MATERIAL FOR THIS TASK:
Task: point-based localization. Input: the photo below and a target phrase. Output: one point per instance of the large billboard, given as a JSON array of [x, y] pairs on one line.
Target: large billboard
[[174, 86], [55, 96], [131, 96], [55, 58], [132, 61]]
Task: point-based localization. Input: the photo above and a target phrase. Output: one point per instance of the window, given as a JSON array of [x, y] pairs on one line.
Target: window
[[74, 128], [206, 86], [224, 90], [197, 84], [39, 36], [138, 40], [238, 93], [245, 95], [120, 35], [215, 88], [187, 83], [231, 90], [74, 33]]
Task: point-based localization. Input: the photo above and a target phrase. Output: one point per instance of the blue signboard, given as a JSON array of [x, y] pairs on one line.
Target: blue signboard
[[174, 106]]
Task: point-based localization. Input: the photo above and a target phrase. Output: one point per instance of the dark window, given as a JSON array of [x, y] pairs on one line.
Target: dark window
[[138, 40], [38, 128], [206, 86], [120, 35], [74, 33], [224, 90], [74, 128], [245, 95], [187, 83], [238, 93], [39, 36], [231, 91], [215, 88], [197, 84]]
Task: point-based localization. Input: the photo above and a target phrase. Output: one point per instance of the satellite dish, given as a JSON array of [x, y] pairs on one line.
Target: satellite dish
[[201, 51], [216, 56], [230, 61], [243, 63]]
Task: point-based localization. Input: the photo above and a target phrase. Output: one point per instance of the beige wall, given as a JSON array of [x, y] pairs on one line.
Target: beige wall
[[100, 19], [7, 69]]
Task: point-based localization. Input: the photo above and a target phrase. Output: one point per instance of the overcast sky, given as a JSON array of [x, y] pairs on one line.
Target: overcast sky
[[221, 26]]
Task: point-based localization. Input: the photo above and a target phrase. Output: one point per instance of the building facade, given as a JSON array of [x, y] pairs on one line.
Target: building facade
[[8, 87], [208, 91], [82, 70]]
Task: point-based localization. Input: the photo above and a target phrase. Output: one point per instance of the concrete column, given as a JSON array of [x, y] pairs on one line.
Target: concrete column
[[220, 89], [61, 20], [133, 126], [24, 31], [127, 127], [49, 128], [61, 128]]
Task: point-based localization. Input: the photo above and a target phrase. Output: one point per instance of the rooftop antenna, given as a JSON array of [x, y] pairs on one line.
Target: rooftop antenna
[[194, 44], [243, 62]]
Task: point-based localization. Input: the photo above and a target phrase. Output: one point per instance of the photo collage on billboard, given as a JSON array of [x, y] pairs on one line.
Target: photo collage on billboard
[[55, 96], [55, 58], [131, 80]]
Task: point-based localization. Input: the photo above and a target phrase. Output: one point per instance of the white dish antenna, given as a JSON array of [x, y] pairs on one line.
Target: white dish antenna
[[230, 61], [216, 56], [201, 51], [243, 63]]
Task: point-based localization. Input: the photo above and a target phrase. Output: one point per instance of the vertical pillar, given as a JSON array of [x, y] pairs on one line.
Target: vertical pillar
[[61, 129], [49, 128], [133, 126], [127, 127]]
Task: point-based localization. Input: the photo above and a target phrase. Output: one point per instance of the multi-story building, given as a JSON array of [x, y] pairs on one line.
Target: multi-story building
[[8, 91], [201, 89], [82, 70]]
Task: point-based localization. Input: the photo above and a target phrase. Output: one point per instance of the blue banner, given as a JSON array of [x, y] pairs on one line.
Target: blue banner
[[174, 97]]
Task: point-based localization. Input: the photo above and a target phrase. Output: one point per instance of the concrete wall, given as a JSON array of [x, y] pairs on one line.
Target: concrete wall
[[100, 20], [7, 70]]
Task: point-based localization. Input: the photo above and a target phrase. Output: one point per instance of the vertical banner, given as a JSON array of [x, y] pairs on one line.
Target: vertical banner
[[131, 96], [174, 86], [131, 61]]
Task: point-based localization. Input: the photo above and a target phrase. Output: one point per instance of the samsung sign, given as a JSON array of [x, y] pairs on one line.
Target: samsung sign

TASK TO CARRY OUT: Substitute "JSON list" for every occurrence of "JSON array" throughout the listing above, and reproduce the rest of the listing unchanged.

RESULT BELOW:
Task: point-based localization. Input: the photo below and a target phrase. Output: one point per instance of the large billboard, given as a JSON list of [x, y] pairs on one line.
Target: large billboard
[[174, 86], [55, 96], [131, 96], [55, 58], [132, 61]]
Task: point-based localization. Input: the photo above and a target phrase. Output: one point per instance of the window, given as a JSON list of [x, y] pairs on one line.
Target: window
[[74, 128], [206, 86], [224, 90], [197, 84], [39, 36], [138, 40], [238, 93], [245, 95], [120, 35], [215, 88], [187, 83], [231, 90], [74, 33]]
Task: point-based localization. Input: the photo above and a target phrase. Output: one point per instance of the blue signboard, given as a JSON list of [x, y] pairs on one line.
Target: blue signboard
[[174, 106]]
Task: point-based localization. Input: the photo above and a target phrase. Output: one point per instance of the dark window, given as a JSON list of [x, y] pairs on one line.
Target: dark window
[[138, 40], [38, 128], [206, 86], [120, 35], [74, 33], [224, 90], [74, 128], [245, 95], [187, 83], [238, 93], [39, 36], [231, 91], [215, 88], [197, 84]]
Task: point-based localization. Input: the photo above and a target phrase. Output: one point per instance of the satellite dish, given as a JSON list of [x, y] pairs on one line.
Target: satellite dish
[[201, 51], [216, 56], [230, 61], [243, 63]]
Task: point-based localization. Input: the photo above and a target phrase. Output: one point per instance of the beige wall, given as a JSON list of [x, y] pairs on one line.
Target: beige wall
[[100, 19], [7, 69]]
Task: point-based localization. Input: the photo above and a target phrase. Output: one point per instance of the overcast sky, given as a JSON list of [x, y] pairs on one line.
Target: overcast sky
[[221, 26]]
Task: point-based localization. Input: the photo above and a target phrase. Output: one point per instance of the building facade, given as a JSON list of [x, y] pairs on one line.
Target: building facade
[[8, 87], [208, 91], [82, 70]]
Task: point-based localization. Input: the photo above and a target phrase. Output: one point per instance of the concrete column, given as a JSON list of [x, y] pairs on one line.
Target: concrete column
[[220, 89], [61, 20], [133, 126], [24, 31], [127, 127], [49, 128], [61, 128]]
Task: point-based localization. Input: the photo above and a target phrase. Output: one point per instance of the rooftop antenna, given as a JSON list of [x, y] pairs on one line.
Target: rooftop antenna
[[194, 44], [243, 62]]
Task: point-based localization. Input: the photo above and a target phrase. Output: one point per instance of the photo collage on billboard, given as a JSON list of [x, y] pairs on one line.
Target: photo collage on billboard
[[55, 96], [55, 58], [131, 80]]
Task: point-based localization. Input: the photo above and a target phrase. Output: one point per instance of the white dish antenna, given as a JSON list of [x, y] pairs on one line.
Target: white dish antenna
[[230, 61], [216, 56], [201, 51], [243, 63]]
Task: point-based localization. Input: the photo above and a target phrase. Output: one point per instance of the vertical pillar, given as a JSON list of [x, y] pairs on one line.
Target: vertical pillar
[[61, 129], [49, 128], [133, 126], [127, 127]]
Task: point-based localization. Input: the photo above and a target phrase. Output: one point per instance of the multi-story building, given as a JSON list of [x, y] pairs on one line.
Target: multi-story building
[[8, 91], [201, 89], [82, 70]]
Task: point-based localization. Input: the photo above and a target phrase. Output: one point per instance of the blue banner, given as a JSON list of [x, y] pairs on one line.
Target: blue banner
[[174, 97]]
Task: point-based localization. Input: the photo above and a target phrase. Output: one point per instance of the concrete wall, given as a JSON list of [x, y] pairs on one line.
Target: concrete wall
[[100, 20], [7, 70]]
Task: point-based localization. Input: the photo above and a target phrase. Output: one point per instance of the vertical banner, given as a JSON list of [x, y] pairs on one line.
Target: vertical banner
[[131, 96], [174, 86], [131, 61]]
Task: point-based localization. Input: the photo above and a target phrase. Output: one point per instance of the samsung sign, given as a JSON list of [x, y] pairs on one line.
Target: samsung sign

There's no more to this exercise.